__WRITTEN INSTRUCTION__:
Please reproduce, word for word, the stretch of the interview transcript below from "ALGAR: I can" through "of the country.".

The judiciary today sent a delegation to see Ayatollah Khomeini, pledging its loyalty to the new Islamic government and asking for instructions on future operations. So there are, then, at all levels in the provinces, in the capital, is the armed forces, in the civil service, an overwhelming, number of movements now towards loyalty and collaboration with the Islamic government.
HUNTER-GAULT: Let me ask you this: what impact does Prime Minister Bakhtiar`s statement today about the mob rule and his continuing refusal to step down have on these processes?
ALGAR: I think very little. The opinions of Mr. Bakhtiar are becoming increasingly irrelevant. The fact that he designates the vast outpouring of the Iranian people in a revolution totally without precedent in this century as an exercise in mob rule shows once again how totally alienated he is from the realities of the Iranian scene, how little in tune he is with the feeling of the people.
HUNTER-GAULT: Could you just tell us from what source the Ayatollah does derive his power? For example, his decision to appoint Prime Minister Bazargan?
ALGAR: Well, in a broad sense, of course, Ayatollah Khomeini derives his authority from the persistent identification of the overwhelming mass of the Iranian people with Islam, with Islam not simply as their religious affiliation but Islam also as the refuge of their culture, of their sense of nationhood, of their freedom, their dignity, their independence. This is the profound source, not only of the authority of Ayatollah Khomeini but also of the entire revolution in Iran this year. In a narrower sense, Ayatollah Khomeini has derived his authority from a certain technical process within the Shi`i school of thought in Islam which lays upon the believers the duty of choosing a certain scholar of proven learning and piety, and then following his directives in all matters, not merely those that are religious in the narrow sense but also political and social matters. And in the course of the past two decades it can be said that the overwhelming majority of Iranians have come to look to Ayatollah Khomeini as the scholar, the religious scholar whose guidance they follow in this respect.
HUNTER-GAULT: Thank you...
ALGAR: I can add one further element of legitimacy, namely that which has been given to him by the repeated outpourings of the Iranian people in this past year of revolution in all major cities of the country.

__COLLECTED DATA__:
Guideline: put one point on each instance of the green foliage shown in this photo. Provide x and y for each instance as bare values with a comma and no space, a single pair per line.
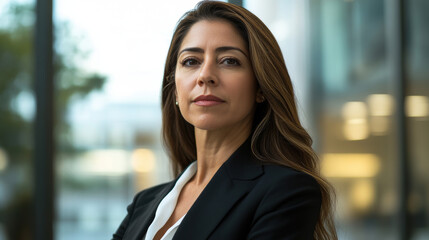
16,77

__WRITTEN REPLY__:
ALGAR: I can add one further element of legitimacy, namely that which has been given to him by the repeated outpourings of the Iranian people in this past year of revolution in all major cities of the country.